# Extrait:
════

La théorie de la fusion tonale de Stumpf, basée sur la consonance, est analysée de la manière la plus détaillée dans le second volume de Tonpsychologie, mais nous allons aussi citer le premier volume ainsi que d’autres ouvrages et leçons pour clarifier certains aspects de la fusion, particulièrement en ce qui concerne les autres champs de la perception. Le terme « fusion » (Verschmelzung) n’est pas un néologisme stumpfien, mais un terme technique bien connu des travaux des autres philosophes, tels que Johann Friedrich Herbart et Wilhelm Wundt, par exemple. Stumpf a adopté le terme, mais non la théorie de ces penseurs, en lui donnant une nouvelle signification. Ainsi, il est crucial de prendre en considération ce contexte plus large dans la comparaison des usages que Stumpf et Husserl font du terme[37].

Stumpf distingue clairement son propre usage de la fusion des autres conceptions, comme celle de Herbart : « L’expression et le concept de fusion [ne sont] aucunement en relation, tant factuelle qu’historique [...] avec la théorie psychologique générale de Herbart[38]. » Effectivement, Herbart avait développé une théorie de la Verschmelzung progressive infinitésimale pour rendre compte de la continuité dans la perception[39]. Le concept de Stumpf visait quant à lui les relations tout-parties. Ainsi, nous devons donc reconnaître avec Holenstein que la Verschmelzung de Stumpf est fondamentalement différente de celle de Herbart[40], et exprimer notre désaccord avec Petitot qui affirme que c’est la même chose[41]. L’idée de Petitot, selon laquelle la conception de la Verschmelzung de Husserl serait proche de celle de Herbart, semble toutefois plus plausible. En effet, c’est précisément en rapport avec la similarité comme constituante pertinente de la fusion que Husserl partage un aspect important de sa théorie avec Herbart, lequel avait déjà remarqué la chose suivante à propos de l’usage de la Verschmelzung pour la constitution du concept de nombre :

Une quantité d’objets similaires est perçue. Les représentations qui en tirent leur origine se fusionnent ensemble[42].

Cela ressemble à la conception husserlienne de la constitution du concept propre de nombre : à travers une série d’actes de premier ordre, nous appréhendons différents contenus, et ensuite, dans une réflexion de second ordre sur ceux-ci, nous formons un tout d’ordre supérieur, un en-semble (Inbegriff) qui a les caractéristiques d’un tout unitaire grâce à la fusion des contenus de premier ordre des relations dans les qualités, et des relations de second ordre[43].

════

Enregistrements du jeu de données de pointage:
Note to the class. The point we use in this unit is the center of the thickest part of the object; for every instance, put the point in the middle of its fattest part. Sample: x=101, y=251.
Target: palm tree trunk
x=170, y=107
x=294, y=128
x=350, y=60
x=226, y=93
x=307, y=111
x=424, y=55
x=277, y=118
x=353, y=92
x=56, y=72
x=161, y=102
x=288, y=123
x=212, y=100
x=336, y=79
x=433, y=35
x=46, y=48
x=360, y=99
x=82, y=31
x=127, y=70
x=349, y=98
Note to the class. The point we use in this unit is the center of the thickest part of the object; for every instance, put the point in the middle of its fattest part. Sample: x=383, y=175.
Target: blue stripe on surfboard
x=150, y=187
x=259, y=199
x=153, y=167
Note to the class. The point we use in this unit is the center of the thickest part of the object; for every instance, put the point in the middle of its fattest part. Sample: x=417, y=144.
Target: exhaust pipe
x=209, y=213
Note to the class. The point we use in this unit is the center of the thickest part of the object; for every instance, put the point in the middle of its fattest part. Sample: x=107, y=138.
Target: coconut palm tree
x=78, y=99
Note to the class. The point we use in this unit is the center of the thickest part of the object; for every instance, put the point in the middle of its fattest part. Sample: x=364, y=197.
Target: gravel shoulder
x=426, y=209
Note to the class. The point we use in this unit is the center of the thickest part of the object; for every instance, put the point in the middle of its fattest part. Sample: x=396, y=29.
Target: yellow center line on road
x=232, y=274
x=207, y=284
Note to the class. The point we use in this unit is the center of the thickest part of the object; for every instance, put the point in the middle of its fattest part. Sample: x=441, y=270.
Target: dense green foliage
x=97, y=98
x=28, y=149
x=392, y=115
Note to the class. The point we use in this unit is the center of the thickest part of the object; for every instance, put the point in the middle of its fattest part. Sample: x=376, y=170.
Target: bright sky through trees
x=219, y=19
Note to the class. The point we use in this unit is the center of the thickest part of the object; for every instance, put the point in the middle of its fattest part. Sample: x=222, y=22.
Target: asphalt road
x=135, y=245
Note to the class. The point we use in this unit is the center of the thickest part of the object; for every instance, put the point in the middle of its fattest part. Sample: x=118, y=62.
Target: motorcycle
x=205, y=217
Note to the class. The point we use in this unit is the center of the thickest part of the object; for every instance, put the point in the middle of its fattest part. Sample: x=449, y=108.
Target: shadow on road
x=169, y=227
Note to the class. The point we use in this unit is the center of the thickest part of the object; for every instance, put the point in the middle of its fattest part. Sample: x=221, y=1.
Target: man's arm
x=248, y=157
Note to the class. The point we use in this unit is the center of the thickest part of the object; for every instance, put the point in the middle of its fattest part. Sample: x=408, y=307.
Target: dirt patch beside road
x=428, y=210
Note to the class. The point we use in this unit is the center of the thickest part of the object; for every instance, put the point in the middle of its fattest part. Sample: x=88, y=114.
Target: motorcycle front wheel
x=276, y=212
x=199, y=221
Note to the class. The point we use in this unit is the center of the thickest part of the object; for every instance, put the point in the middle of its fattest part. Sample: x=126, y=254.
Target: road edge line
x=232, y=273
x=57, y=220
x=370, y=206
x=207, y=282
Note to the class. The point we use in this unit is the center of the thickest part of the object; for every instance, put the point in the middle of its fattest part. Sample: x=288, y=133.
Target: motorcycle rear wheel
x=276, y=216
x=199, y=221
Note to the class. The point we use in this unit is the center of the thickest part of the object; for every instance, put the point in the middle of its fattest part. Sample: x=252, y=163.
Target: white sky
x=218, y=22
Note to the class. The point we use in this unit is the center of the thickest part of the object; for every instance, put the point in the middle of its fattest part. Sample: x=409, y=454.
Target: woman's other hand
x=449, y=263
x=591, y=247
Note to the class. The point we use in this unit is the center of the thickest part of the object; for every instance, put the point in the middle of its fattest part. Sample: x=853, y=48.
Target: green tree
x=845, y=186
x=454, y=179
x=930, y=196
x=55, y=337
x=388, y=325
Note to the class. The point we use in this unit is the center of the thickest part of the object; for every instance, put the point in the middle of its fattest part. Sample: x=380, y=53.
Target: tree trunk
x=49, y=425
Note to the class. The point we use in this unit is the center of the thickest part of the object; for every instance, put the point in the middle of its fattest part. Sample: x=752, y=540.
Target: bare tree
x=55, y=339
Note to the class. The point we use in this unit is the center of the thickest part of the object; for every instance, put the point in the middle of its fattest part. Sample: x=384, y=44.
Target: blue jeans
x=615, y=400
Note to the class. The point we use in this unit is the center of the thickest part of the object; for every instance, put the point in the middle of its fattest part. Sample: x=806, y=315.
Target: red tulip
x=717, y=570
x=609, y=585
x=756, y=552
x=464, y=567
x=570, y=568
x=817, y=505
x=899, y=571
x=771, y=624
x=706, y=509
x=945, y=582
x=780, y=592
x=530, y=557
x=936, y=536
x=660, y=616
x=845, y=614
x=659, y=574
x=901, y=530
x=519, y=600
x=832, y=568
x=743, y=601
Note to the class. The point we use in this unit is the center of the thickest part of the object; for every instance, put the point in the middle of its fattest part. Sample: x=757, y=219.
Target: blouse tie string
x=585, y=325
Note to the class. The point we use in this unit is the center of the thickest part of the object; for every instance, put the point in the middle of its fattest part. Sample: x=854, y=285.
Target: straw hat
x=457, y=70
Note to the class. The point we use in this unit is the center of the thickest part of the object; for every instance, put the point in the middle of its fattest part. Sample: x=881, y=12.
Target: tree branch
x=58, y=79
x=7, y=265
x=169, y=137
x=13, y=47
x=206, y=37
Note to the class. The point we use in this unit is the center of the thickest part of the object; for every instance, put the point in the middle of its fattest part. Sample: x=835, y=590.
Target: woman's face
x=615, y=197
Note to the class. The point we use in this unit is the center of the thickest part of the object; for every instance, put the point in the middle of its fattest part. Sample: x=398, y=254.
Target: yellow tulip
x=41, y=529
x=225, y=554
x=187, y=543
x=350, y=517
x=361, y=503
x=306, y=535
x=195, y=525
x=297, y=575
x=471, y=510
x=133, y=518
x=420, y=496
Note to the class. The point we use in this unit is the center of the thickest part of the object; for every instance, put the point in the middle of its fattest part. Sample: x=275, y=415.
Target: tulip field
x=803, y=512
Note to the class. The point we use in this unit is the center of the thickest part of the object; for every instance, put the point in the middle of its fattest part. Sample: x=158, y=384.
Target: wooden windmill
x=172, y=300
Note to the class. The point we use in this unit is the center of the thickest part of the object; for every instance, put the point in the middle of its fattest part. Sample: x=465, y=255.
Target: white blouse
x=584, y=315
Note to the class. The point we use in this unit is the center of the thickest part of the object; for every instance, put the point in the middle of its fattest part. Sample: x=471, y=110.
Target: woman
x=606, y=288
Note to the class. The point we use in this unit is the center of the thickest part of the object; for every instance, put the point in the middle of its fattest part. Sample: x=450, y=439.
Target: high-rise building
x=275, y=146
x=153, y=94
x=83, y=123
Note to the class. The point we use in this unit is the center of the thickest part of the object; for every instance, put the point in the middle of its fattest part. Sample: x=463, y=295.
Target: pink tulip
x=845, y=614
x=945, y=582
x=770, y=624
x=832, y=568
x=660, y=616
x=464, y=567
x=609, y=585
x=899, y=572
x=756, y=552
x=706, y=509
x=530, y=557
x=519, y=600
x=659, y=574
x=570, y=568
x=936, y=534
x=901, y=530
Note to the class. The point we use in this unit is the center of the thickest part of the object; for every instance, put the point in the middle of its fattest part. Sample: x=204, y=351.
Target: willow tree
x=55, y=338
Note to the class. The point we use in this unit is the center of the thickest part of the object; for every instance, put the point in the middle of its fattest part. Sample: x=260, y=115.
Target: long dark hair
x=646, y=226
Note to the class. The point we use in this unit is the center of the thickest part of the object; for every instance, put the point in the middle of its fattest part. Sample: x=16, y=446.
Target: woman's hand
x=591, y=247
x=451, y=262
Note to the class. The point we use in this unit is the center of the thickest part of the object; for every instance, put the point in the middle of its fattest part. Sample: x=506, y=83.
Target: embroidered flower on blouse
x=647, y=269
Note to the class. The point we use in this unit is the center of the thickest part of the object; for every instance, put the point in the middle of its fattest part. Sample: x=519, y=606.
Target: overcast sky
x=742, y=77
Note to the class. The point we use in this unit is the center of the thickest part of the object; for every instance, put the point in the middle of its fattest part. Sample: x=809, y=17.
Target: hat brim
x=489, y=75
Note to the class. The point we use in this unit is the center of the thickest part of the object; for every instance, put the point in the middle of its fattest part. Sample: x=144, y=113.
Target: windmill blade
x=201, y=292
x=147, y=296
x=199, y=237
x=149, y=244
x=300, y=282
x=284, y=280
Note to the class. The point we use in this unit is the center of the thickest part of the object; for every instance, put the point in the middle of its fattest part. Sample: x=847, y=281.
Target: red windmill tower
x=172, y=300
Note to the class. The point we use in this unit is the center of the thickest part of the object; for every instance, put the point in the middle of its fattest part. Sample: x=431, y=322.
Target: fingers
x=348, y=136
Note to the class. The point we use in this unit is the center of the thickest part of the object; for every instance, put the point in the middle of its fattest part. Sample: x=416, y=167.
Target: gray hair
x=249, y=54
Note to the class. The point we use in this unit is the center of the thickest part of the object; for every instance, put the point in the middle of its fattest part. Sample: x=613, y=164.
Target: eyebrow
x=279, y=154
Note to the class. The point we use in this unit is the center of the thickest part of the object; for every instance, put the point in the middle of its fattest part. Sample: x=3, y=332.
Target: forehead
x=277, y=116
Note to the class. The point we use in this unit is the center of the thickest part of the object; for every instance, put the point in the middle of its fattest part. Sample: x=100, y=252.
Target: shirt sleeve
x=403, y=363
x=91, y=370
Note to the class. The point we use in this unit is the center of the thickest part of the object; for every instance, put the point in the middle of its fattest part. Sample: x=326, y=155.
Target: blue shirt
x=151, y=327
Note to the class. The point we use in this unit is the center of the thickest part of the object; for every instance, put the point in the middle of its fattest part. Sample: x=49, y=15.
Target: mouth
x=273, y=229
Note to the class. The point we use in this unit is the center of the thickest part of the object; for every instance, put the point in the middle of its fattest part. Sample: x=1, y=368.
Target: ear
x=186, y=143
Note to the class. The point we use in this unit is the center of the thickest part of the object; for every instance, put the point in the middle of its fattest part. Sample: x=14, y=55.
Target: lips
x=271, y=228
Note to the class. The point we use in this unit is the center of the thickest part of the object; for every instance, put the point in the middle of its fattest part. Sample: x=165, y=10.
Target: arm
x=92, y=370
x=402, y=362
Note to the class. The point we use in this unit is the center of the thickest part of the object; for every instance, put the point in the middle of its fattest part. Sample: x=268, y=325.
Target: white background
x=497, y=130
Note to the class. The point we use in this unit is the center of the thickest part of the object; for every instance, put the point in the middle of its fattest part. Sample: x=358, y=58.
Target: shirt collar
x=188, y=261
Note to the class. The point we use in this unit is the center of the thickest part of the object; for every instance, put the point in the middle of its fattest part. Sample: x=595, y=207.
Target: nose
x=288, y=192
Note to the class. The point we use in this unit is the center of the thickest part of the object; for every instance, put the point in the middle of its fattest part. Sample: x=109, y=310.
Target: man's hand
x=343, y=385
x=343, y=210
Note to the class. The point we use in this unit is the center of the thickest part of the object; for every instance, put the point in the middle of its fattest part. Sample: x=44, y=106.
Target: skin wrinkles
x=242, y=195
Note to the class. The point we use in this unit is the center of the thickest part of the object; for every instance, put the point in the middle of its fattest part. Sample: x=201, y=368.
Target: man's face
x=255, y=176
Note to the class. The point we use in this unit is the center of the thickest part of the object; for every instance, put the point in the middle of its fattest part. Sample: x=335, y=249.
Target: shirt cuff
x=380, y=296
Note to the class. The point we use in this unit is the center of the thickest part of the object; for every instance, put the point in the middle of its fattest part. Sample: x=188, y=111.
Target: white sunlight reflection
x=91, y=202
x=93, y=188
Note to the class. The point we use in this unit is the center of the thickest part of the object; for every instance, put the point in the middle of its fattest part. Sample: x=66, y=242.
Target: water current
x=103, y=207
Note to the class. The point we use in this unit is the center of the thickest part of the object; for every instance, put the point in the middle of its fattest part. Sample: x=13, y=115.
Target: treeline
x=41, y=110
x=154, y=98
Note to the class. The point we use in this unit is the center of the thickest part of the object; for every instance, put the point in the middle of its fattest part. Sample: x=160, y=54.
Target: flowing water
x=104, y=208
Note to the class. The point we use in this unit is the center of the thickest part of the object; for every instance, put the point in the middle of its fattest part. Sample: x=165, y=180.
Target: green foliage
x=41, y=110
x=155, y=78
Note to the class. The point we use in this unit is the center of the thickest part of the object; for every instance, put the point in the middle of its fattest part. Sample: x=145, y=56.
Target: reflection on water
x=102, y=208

════

# Défis:
1: Renvoyez sans rien modifier le passage de l'extrait sur la fusion chez Stumpf qui commence par « La théorie de la » et se termine par « font du terme[37]. ».
2: Présentez sous forme de tableau Markdown les lignes des enregistrements, en commençant au début des enregistrements et en terminant par la ligne qui contient « x=336, y=79 », incluse. Omettez les lignes vides et utilisez les colonnes « Numéro » et « Ligne ».
L'extrait et les enregistrements sont deux documents indépendants l'un de l'autre.

# Solutions proposées:
1:
La théorie de la fusion tonale de Stumpf, basée sur la consonance, est analysée de la manière la plus détaillée dans le second volume de Tonpsychologie, mais nous allons aussi citer le premier volume ainsi que d’autres ouvrages et leçons pour clarifier certains aspects de la fusion, particulièrement en ce qui concerne les autres champs de la perception. Le terme « fusion » (Verschmelzung) n’est pas un néologisme stumpfien, mais un terme technique bien connu des travaux des autres philosophes, tels que Johann Friedrich Herbart et Wilhelm Wundt, par exemple. Stumpf a adopté le terme, mais non la théorie de ces penseurs, en lui donnant une nouvelle signification. Ainsi, il est crucial de prendre en considération ce contexte plus large dans la comparaison des usages que Stumpf et Husserl font du terme[37].

2:
| Numéro | Ligne |
|---|---|
| 1 | Note to the class. The point we use in this unit is the center of the thickest part of the object; for every instance, put the point in the middle of its fattest part. Sample: x=101, y=251. |
| 2 | Target: palm tree trunk |
| 3 | x=170, y=107 |
| 4 | x=294, y=128 |
| 5 | x=350, y=60 |
| 6 | x=226, y=93 |
| 7 | x=307, y=111 |
| 8 | x=424, y=55 |
| 9 | x=277, y=118 |
| 10 | x=353, y=92 |
| 11 | x=56, y=72 |
| 12 | x=161, y=102 |
| 13 | x=288, y=123 |
| 14 | x=212, y=100 |
| 15 | x=336, y=79 |